[Excerpts from a point labeling dataset]
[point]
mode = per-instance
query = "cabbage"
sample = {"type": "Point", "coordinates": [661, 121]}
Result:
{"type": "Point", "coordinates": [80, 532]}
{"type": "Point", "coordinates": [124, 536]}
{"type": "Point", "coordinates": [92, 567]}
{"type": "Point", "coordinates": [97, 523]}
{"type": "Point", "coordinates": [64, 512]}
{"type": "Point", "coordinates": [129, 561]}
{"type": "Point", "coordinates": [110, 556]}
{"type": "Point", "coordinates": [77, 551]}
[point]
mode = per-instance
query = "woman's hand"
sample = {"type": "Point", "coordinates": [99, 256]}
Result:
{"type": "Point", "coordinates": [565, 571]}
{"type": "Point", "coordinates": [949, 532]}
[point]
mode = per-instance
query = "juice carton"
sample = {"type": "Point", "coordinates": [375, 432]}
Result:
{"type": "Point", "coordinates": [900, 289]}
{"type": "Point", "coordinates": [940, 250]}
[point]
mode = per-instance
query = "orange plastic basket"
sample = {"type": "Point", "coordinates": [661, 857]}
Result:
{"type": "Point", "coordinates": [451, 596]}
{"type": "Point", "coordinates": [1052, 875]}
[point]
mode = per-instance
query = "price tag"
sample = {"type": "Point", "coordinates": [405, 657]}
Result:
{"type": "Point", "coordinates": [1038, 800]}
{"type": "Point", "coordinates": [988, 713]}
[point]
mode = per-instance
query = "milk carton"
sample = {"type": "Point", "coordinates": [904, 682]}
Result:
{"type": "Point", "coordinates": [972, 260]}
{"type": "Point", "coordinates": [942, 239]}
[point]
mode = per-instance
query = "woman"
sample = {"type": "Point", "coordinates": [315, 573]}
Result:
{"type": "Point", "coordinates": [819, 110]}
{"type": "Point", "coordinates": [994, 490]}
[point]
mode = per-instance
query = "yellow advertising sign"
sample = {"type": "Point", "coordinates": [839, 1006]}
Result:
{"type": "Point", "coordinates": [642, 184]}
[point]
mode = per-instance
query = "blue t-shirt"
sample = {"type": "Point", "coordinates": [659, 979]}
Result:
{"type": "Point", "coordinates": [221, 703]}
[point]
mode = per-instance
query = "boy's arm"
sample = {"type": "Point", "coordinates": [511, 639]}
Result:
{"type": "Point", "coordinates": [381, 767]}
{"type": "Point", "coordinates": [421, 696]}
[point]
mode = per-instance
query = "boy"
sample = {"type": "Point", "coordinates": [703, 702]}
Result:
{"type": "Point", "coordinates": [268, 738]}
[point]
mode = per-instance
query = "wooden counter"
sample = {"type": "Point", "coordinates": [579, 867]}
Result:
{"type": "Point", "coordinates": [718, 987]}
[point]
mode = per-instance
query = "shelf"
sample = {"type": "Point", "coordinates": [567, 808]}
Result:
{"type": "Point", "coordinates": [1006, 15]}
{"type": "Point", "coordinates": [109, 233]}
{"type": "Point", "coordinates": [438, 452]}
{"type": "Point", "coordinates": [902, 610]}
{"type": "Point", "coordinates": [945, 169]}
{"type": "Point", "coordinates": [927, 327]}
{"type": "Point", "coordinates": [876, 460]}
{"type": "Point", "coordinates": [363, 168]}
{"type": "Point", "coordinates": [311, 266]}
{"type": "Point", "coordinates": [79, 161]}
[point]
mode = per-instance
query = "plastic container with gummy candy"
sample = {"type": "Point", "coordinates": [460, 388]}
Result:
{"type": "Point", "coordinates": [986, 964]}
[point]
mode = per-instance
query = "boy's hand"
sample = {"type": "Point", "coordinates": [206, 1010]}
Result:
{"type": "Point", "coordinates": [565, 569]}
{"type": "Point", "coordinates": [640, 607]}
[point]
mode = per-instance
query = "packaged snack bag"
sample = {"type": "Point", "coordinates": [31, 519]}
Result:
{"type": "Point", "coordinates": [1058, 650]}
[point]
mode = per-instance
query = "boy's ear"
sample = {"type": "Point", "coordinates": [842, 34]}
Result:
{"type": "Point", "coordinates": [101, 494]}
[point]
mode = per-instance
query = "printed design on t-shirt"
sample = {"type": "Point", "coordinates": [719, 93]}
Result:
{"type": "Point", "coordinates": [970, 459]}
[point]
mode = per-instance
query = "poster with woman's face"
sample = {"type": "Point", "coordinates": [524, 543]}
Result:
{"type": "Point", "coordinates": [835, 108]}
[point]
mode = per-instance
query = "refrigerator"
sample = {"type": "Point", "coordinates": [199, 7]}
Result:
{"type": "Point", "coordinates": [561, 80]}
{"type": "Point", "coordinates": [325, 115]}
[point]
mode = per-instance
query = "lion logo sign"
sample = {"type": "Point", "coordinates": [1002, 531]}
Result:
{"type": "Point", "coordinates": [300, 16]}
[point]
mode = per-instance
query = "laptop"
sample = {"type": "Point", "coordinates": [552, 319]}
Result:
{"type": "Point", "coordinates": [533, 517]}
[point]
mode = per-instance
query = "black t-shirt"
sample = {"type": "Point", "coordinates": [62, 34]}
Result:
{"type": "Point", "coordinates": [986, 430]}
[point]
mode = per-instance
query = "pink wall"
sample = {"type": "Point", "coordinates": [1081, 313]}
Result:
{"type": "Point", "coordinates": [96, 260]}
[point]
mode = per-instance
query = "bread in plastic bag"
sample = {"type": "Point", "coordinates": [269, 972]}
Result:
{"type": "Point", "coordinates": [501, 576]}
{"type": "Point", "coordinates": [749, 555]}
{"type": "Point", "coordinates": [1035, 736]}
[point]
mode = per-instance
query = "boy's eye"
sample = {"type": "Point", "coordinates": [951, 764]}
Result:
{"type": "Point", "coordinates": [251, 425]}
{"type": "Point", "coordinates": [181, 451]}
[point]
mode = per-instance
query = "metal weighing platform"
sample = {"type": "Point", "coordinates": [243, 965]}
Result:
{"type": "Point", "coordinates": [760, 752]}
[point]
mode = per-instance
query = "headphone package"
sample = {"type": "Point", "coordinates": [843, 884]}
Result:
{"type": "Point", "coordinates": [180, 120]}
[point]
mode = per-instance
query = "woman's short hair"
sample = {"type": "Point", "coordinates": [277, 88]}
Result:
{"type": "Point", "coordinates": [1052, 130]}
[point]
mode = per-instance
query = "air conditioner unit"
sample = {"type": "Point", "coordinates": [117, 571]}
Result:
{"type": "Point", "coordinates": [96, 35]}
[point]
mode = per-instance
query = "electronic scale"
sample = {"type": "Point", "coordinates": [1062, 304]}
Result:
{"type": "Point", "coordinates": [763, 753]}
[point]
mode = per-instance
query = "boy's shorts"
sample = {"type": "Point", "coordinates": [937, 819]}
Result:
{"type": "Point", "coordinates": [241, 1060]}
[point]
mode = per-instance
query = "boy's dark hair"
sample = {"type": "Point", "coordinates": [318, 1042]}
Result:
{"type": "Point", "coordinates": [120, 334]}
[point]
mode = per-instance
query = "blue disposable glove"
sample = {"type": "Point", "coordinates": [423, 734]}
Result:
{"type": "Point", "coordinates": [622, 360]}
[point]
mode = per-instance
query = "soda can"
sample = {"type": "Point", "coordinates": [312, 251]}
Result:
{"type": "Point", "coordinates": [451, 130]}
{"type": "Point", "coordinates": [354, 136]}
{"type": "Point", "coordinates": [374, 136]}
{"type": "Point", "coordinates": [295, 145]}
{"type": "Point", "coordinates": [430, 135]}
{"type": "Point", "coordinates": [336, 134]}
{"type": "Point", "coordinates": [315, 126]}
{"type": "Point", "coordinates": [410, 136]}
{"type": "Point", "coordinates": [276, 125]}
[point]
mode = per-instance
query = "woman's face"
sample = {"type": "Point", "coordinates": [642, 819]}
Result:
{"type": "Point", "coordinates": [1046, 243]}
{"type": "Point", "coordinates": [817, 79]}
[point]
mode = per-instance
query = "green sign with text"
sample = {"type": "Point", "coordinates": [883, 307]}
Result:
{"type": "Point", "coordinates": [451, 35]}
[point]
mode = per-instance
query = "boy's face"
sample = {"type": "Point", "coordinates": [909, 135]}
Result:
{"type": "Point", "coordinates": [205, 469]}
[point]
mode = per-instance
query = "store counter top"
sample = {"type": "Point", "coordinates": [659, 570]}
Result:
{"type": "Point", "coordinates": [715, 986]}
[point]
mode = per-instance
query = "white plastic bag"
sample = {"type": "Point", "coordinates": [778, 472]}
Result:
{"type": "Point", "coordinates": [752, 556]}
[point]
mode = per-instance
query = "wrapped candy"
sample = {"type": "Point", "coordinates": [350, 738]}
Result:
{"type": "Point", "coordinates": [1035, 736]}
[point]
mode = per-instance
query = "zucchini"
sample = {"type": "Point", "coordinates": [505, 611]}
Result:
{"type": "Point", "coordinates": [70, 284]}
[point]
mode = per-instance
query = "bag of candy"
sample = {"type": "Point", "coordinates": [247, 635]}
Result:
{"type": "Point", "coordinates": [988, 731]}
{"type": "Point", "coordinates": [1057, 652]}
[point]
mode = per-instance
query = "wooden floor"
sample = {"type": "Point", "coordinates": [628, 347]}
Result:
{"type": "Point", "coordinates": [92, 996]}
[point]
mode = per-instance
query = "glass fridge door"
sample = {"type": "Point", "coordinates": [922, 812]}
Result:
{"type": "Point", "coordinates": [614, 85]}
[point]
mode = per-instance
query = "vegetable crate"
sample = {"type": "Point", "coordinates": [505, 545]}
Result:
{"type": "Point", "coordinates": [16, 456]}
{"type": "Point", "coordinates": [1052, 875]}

- [EXERCISE DETAILS] Pick out every line of the records that contains the string "woman" and copy each one unchanged.

- [COMPLETE RESPONSE]
query = "woman's hand"
query = "woman"
query = "poster with woman's face"
query = "woman's short hair"
query = "woman's face"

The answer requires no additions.